TEXT:
════════
If you follow the trend to offer added services like Winn-Dixie is doing, you can enhance convenience for customers. But here are tips from a consumer psychology perspective for succeeding in this type of strategic partnering:
- Choose categories of products and services that your shoppers are likely to expect to see and for which it works best to have another business be the provider. Researchers at George Mason University and Ohio Northern University pointed out how shoppers have clear rituals. So when they go to a grocery store, they’ve come to expect to see movie rentals and, increasingly, to get gasoline. Winn-Dixie delegated the movie rentals to Redbox kiosks and handled the gas sales by giving loyalty card holders a discount on purchases at Shell stations.
- With the product/service categories, team up with brands that are compatible with your target markets and store personality. The Florida Times-Union reports that Blue Cross and Blue Shield of Florida arranged to sell their health insurance cards and medical care discount cards through Winn-Dixie because of a commonality in target markets.
════════
EXERCISE DESCRIPTION: Continue the tips on strategic partnering for grocery retailers from the point where they stop.

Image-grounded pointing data
════════
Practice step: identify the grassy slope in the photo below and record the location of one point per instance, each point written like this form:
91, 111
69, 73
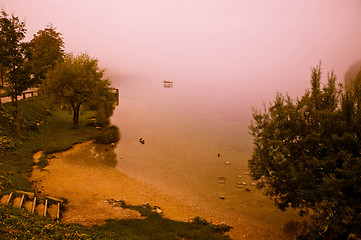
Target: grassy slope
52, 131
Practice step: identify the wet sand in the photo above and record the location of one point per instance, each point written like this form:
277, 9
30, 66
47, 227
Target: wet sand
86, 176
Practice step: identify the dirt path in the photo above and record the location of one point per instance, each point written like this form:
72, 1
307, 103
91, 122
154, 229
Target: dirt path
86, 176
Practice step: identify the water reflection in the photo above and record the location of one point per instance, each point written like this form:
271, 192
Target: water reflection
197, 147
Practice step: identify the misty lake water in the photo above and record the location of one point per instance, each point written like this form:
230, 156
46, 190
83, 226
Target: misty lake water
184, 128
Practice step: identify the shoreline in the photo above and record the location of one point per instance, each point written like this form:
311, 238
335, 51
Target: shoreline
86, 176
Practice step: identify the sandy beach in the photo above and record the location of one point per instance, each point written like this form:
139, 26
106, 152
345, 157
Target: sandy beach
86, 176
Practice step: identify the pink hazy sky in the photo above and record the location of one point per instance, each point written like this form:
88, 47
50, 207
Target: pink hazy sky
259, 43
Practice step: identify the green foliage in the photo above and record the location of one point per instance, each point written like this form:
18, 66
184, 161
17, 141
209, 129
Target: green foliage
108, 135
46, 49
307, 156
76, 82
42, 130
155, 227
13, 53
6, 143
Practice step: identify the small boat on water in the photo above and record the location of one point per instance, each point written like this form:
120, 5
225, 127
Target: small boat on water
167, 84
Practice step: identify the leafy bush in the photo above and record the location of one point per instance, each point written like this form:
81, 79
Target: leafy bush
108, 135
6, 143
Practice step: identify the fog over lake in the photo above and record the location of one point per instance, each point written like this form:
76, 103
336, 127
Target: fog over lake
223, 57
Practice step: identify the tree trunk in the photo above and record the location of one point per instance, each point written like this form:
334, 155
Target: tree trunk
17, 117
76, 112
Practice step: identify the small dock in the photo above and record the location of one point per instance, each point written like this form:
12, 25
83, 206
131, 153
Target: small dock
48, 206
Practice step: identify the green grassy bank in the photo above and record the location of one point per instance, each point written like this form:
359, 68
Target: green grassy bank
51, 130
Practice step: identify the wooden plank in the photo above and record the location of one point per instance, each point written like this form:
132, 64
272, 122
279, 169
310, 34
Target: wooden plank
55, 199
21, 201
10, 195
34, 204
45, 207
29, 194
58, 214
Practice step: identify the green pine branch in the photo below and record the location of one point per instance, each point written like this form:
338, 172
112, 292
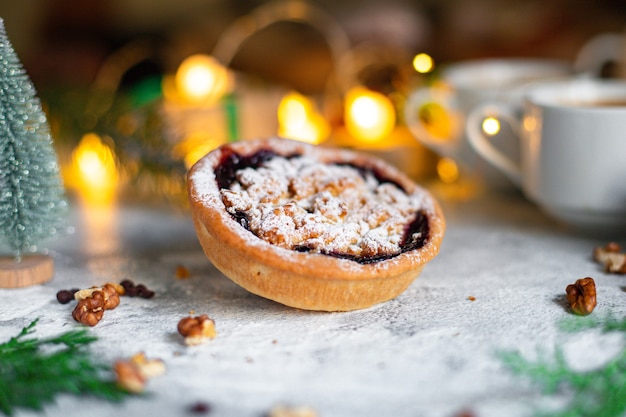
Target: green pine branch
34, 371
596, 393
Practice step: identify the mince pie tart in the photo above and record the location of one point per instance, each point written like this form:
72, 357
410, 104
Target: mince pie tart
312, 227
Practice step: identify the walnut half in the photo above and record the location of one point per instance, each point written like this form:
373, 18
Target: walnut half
════════
ANSWER TO THIS TASK:
- Keep a local angle, especially if you are teaming up with a large business known to be headquartered in another area. This is even more important if you are yourself a large retailer also known to be headquartered in another area. Last fall, Stop & Shop and Giant Food, both of them parts of Dutch conglomerate Royal Ahold, announced that Starbucks kiosks in a number of stores would be replaced with another coffee supplier, Dunkin' Donuts, whose home is Canton, Massachusetts. That's much closer to the Stop & Shop/Giant stores than Starbucks, which is most strongly associated with Seattle.